● Required task
Transcribe the listing below line for line, without altering any character.

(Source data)
━━━━━━━━━━━━━━━━━━━━━━━━━━━━━━

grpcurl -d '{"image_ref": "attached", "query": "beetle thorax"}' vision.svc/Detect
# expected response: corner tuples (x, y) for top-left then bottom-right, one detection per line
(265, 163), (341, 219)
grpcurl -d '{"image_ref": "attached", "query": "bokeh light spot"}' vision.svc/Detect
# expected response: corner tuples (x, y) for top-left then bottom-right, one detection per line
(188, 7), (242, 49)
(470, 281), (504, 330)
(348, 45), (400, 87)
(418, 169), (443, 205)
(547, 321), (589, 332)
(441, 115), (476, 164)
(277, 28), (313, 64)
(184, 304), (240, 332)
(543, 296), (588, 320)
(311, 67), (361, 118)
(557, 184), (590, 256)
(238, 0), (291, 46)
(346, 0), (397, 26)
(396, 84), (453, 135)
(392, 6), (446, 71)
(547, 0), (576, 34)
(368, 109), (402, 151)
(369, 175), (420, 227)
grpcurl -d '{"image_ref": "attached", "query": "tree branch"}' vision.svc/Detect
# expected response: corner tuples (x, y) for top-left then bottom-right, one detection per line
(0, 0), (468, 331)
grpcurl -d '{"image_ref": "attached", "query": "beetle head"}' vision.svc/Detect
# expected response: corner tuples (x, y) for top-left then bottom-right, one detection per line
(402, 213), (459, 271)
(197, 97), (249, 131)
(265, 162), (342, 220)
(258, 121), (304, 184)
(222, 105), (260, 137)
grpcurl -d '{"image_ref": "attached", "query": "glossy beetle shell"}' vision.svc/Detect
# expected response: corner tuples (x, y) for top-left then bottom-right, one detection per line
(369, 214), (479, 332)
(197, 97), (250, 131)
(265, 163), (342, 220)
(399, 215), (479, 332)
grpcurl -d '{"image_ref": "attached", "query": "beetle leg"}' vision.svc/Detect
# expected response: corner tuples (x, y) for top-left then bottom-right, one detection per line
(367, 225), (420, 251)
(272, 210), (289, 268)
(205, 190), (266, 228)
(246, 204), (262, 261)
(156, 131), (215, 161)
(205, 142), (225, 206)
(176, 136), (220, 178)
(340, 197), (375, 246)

━━━━━━━━━━━━━━━━━━━━━━━━━━━━━━

● Finished task
grpcurl -d '{"image_ref": "attached", "query": "beetle thorax"}' vision.svc/Detect
# expected response: corner tuples (x, y) for top-left then bottom-right, one detection per line
(265, 163), (341, 219)
grpcurl -d '{"image_ref": "attached", "query": "bokeh light spot"}' vision.svc/Detect
# expected response: corner tuples (x, y) for top-left then bottom-right, one detection per line
(188, 7), (242, 49)
(470, 281), (504, 330)
(348, 45), (400, 87)
(418, 169), (443, 205)
(547, 321), (589, 332)
(441, 115), (476, 164)
(277, 28), (313, 64)
(184, 304), (240, 332)
(543, 296), (588, 320)
(311, 67), (361, 118)
(557, 184), (590, 256)
(238, 0), (291, 46)
(346, 0), (397, 26)
(396, 84), (453, 135)
(392, 6), (446, 71)
(547, 0), (576, 34)
(368, 109), (402, 151)
(369, 175), (420, 227)
grpcurl -d '{"image_ref": "attached", "query": "tree branch"}' vision.svc/Detect
# expected response: corner tuples (x, y) for top-left then bottom-right, one detection per line
(0, 0), (468, 331)
grpcurl -d '{"image_ref": "attached", "query": "beetle head"}' vision.svc/Detect
# expected response: corner tuples (x, y) for top-left then bottom-right, one detection per line
(402, 213), (459, 271)
(197, 97), (249, 131)
(265, 162), (342, 220)
(258, 121), (304, 184)
(222, 105), (260, 137)
grpcurl -d '{"image_ref": "attached", "query": "glossy beetle shell"}' vision.svc/Detect
# expected response: corner tuples (x, y) for top-left then bottom-right, one detection per line
(369, 214), (479, 332)
(197, 97), (250, 131)
(265, 163), (342, 220)
(399, 215), (479, 332)
grpcurl -d '{"image_ref": "attached", "query": "beetle leg"}' vision.svc/Detect
# expected response: corner tuples (x, y) for top-left then bottom-right, one detection per line
(367, 225), (420, 251)
(272, 210), (289, 268)
(205, 190), (266, 228)
(246, 204), (262, 261)
(156, 131), (215, 161)
(205, 142), (225, 206)
(176, 136), (220, 178)
(340, 197), (375, 246)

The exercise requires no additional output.